課題 A:
不動産相続に関する文章を読み、次の問いに答えてください。
(i) 相続財産の中で不動産の扱いが特に難しい大きな理由は、いくつあるとされていますか。
(ii) 不動産の評価基準として挙げられているものは何ですか。
(iii) 共有名義で困った事例では、誰が親の家を相続しましたか。

相続の現場では「不動産の相続」に関するトラブルが非常に多いです。
何故、不動産相続にトラブルが多いのか?
それは他の資産と比べて分割する事や価値の算定が難しく、家族の感情・想いが絡みやすいからです。
今回は、不動産相続で起こりやすい問題点を整理し、トラブル事例と回避するためにできる対策についてお話しします。
1. 不動産は相続の問題児!?
相続財産の中でも、不動産は特に扱いが難しい資産です。
大きな理由として3つあります。
① 分割しにくい
預金や株は相続人同士で均等に分けることができますが、不動産は物理的に分割することが困難です。
例えば、親の自宅を相続した場合、兄弟で家と土地を真ん中で分けることはできません。
そのため、
- 誰が住むのか
- 共有名義にするのか
- 売却して現金にするのか
の選択をすることにになりますが、兄弟間で意見が対立することがあります。
② 実際の価値がわかりにくい
不動産には、固定資産税評価額、路線価、時価など複数の評価基準があり、相続税を計算する上での「相続税評価額」と、実際に売れる価格とは異なります。
財産を公平に分割するための指標として、どの価格をもとに分けるのか?
収益を上げている不動産だと土地の価値と収益の価値で乖離がある事もありますし、売却しようとしても「思ったよりも安くしか売れない」といったこともあり、計画が狂うこともあります。
③ 思い入れや感情に左右される
不動産は単なる資産ではなく、家族の思い出が詰まった場所でもあります。
「親が大切にしていた家だから売りたくない」「子ども時代を過ごした実家を手放したくない」という気持ちが強くなり、話し合いがスムーズに進まないことがよくあります。
こうした特徴を持つ不動産だからこそ、相続前の対策が非常に重要になるのです!
2. 不動産の相続で困った事例
不動産相続のトラブルは現実に多く発生しています。
代表的なケースをご紹介します。
① 共有名義になり、誰も動かせない
兄弟3人で親の家を相続し、共有名義にしたが、活用方法について意見が合わず、売ることも貸すこともできなくなった。

課題 B: 一覧の冒頭の行から「<point>134,36</point>」を含む行までを、両端の行も含めてJSONの文字列リストとして出力してください。1行を1つの文字列とし、空行と画像は除いてください。

[位置ラベリングデータの抜粋]
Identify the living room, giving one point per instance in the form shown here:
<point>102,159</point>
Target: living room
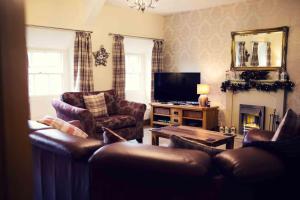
<point>182,100</point>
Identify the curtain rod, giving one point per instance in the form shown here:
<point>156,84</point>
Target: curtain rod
<point>65,29</point>
<point>134,36</point>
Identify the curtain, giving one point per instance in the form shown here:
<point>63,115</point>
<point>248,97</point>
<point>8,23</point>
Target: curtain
<point>118,56</point>
<point>269,54</point>
<point>241,56</point>
<point>83,69</point>
<point>254,58</point>
<point>157,62</point>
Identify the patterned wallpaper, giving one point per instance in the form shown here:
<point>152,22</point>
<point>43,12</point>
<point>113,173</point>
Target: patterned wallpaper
<point>201,41</point>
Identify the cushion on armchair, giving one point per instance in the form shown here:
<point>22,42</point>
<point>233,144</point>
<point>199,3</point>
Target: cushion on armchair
<point>96,105</point>
<point>110,137</point>
<point>76,99</point>
<point>183,143</point>
<point>115,122</point>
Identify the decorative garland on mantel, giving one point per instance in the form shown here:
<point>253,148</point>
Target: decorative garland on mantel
<point>256,80</point>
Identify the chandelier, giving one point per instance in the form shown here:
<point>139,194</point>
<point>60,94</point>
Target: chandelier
<point>142,5</point>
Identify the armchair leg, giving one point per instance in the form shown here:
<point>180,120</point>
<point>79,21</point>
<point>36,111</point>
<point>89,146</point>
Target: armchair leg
<point>140,140</point>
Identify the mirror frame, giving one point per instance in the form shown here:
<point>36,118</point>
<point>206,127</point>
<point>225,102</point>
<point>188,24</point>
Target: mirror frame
<point>284,29</point>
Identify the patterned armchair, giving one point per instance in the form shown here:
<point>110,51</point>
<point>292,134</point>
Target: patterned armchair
<point>126,118</point>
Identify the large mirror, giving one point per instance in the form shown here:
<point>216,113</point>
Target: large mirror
<point>262,49</point>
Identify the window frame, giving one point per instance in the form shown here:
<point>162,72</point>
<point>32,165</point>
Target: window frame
<point>142,72</point>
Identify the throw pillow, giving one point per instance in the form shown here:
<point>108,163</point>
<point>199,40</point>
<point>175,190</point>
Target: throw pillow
<point>110,136</point>
<point>63,126</point>
<point>288,149</point>
<point>289,127</point>
<point>180,142</point>
<point>96,105</point>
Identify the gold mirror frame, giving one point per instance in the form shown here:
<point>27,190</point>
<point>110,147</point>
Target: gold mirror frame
<point>283,29</point>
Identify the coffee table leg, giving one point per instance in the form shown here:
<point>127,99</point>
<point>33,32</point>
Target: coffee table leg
<point>155,140</point>
<point>230,144</point>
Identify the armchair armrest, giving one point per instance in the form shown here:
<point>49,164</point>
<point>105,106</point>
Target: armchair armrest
<point>250,164</point>
<point>68,112</point>
<point>134,109</point>
<point>53,140</point>
<point>133,158</point>
<point>257,135</point>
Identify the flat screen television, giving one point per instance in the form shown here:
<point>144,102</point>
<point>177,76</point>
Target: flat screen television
<point>172,87</point>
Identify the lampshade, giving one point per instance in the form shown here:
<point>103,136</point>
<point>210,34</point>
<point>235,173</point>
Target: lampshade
<point>202,89</point>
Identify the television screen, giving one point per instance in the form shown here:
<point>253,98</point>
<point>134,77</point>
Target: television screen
<point>176,87</point>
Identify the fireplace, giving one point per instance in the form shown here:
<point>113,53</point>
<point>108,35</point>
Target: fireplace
<point>251,117</point>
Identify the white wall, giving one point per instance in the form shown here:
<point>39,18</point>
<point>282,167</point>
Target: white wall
<point>80,14</point>
<point>39,38</point>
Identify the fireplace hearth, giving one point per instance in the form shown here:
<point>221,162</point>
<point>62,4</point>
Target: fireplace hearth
<point>251,116</point>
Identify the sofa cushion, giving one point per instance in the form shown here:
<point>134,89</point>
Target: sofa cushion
<point>249,164</point>
<point>63,126</point>
<point>182,143</point>
<point>110,137</point>
<point>96,105</point>
<point>76,99</point>
<point>115,122</point>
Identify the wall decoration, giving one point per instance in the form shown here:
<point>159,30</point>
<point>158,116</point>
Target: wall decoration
<point>260,86</point>
<point>254,75</point>
<point>101,56</point>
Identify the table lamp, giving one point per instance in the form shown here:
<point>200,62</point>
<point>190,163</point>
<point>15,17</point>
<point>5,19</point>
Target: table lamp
<point>203,90</point>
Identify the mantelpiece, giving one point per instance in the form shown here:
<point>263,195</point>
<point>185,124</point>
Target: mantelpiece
<point>270,100</point>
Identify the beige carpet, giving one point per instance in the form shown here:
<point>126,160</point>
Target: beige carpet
<point>165,142</point>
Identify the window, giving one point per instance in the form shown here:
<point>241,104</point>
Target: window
<point>46,72</point>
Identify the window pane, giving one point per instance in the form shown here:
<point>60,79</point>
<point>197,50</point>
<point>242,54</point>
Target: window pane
<point>55,84</point>
<point>31,84</point>
<point>45,72</point>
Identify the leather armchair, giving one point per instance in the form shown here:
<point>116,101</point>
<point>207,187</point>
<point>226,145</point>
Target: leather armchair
<point>258,135</point>
<point>69,167</point>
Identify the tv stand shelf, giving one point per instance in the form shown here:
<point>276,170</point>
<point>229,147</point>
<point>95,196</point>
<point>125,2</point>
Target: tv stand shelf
<point>188,115</point>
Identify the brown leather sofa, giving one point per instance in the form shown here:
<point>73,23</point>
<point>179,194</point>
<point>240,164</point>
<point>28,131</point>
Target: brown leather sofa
<point>68,167</point>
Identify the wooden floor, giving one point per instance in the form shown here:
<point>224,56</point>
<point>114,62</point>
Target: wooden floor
<point>165,142</point>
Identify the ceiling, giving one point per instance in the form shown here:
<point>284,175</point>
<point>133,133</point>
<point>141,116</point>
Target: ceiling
<point>166,7</point>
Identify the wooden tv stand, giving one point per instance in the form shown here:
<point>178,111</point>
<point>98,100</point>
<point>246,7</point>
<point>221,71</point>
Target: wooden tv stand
<point>187,115</point>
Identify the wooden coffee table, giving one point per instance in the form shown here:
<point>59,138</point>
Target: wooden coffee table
<point>210,138</point>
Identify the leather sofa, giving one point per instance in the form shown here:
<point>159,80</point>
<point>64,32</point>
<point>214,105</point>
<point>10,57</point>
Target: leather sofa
<point>68,167</point>
<point>126,118</point>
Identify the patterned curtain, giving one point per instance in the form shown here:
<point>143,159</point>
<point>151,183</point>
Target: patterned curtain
<point>83,69</point>
<point>118,56</point>
<point>254,58</point>
<point>241,56</point>
<point>157,62</point>
<point>269,54</point>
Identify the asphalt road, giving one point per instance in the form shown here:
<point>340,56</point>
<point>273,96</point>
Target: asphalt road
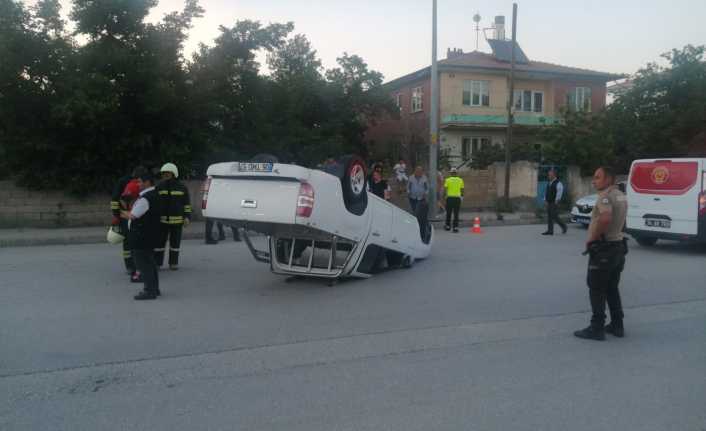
<point>478,337</point>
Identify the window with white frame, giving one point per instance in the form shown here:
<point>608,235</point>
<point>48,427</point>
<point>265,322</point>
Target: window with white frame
<point>417,99</point>
<point>579,99</point>
<point>529,101</point>
<point>476,93</point>
<point>471,145</point>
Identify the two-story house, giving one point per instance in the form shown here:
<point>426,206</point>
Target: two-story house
<point>473,95</point>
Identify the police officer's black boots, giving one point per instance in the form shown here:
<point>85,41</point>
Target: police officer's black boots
<point>591,333</point>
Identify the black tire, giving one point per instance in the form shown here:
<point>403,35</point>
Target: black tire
<point>354,184</point>
<point>646,241</point>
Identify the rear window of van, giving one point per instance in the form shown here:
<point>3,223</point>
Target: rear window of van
<point>664,177</point>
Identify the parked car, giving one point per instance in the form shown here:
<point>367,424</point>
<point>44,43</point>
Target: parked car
<point>582,209</point>
<point>318,224</point>
<point>667,200</point>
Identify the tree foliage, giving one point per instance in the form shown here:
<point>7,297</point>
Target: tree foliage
<point>660,115</point>
<point>76,115</point>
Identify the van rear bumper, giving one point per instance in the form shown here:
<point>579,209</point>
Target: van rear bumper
<point>699,237</point>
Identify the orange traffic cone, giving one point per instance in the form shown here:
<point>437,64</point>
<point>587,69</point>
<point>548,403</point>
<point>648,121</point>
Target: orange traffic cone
<point>476,225</point>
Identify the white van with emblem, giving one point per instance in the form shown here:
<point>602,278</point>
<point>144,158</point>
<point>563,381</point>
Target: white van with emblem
<point>667,200</point>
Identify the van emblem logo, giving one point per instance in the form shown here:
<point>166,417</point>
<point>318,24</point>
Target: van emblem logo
<point>660,175</point>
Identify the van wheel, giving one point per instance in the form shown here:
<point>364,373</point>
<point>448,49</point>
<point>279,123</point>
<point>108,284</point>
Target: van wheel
<point>354,184</point>
<point>646,241</point>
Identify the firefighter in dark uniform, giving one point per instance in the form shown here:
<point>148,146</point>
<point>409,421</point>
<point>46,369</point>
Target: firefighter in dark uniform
<point>116,205</point>
<point>175,213</point>
<point>144,235</point>
<point>607,248</point>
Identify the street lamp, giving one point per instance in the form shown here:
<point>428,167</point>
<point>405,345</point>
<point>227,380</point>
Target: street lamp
<point>433,120</point>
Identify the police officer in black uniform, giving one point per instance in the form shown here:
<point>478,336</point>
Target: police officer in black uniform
<point>607,248</point>
<point>144,235</point>
<point>552,196</point>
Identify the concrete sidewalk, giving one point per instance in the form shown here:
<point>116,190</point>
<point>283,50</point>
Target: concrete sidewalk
<point>25,237</point>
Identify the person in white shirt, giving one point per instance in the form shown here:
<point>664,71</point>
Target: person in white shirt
<point>144,235</point>
<point>400,170</point>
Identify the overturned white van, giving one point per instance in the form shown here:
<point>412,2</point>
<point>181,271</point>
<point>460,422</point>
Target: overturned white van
<point>318,224</point>
<point>666,200</point>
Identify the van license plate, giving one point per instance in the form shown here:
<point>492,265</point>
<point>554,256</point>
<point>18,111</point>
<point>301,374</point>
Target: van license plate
<point>254,167</point>
<point>666,224</point>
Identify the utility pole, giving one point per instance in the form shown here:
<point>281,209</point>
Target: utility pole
<point>433,121</point>
<point>510,103</point>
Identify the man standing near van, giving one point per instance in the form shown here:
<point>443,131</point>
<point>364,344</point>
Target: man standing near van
<point>607,248</point>
<point>552,197</point>
<point>417,188</point>
<point>144,235</point>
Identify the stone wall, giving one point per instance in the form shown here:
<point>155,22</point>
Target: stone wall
<point>523,179</point>
<point>28,208</point>
<point>481,189</point>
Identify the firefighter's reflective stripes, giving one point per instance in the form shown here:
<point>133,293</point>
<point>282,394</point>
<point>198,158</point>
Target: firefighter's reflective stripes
<point>171,219</point>
<point>171,192</point>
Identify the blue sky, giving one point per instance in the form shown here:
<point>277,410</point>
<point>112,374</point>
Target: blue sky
<point>394,36</point>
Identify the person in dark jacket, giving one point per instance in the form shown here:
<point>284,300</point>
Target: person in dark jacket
<point>175,206</point>
<point>552,197</point>
<point>117,204</point>
<point>144,235</point>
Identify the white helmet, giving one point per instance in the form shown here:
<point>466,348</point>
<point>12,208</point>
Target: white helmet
<point>170,167</point>
<point>114,237</point>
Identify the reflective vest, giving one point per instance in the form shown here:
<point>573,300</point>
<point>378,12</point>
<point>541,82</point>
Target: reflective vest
<point>453,186</point>
<point>174,202</point>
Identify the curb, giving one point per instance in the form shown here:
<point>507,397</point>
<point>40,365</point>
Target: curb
<point>199,235</point>
<point>78,240</point>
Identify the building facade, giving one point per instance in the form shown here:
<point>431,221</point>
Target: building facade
<point>473,99</point>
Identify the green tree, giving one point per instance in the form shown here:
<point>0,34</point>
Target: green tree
<point>658,116</point>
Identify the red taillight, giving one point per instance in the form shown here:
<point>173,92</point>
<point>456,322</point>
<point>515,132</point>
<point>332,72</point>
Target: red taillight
<point>204,189</point>
<point>305,200</point>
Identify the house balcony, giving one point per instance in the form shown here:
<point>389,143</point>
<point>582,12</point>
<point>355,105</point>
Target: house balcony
<point>451,122</point>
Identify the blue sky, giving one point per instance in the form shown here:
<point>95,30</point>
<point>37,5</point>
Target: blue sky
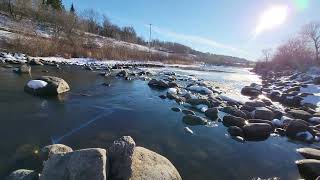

解答 A:
(i) 3つ
(ii) 固定資産税評価額、路線価、時価
(iii) 兄弟3人

解答 B:
[
  "Identify the living room, giving one point per instance in the form shown here:",
  "<point>102,159</point>",
  "Target: living room",
  "<point>182,100</point>",
  "Identify the curtain rod, giving one point per instance in the form shown here:",
  "<point>156,84</point>",
  "Target: curtain rod",
  "<point>65,29</point>",
  "<point>134,36</point>"
]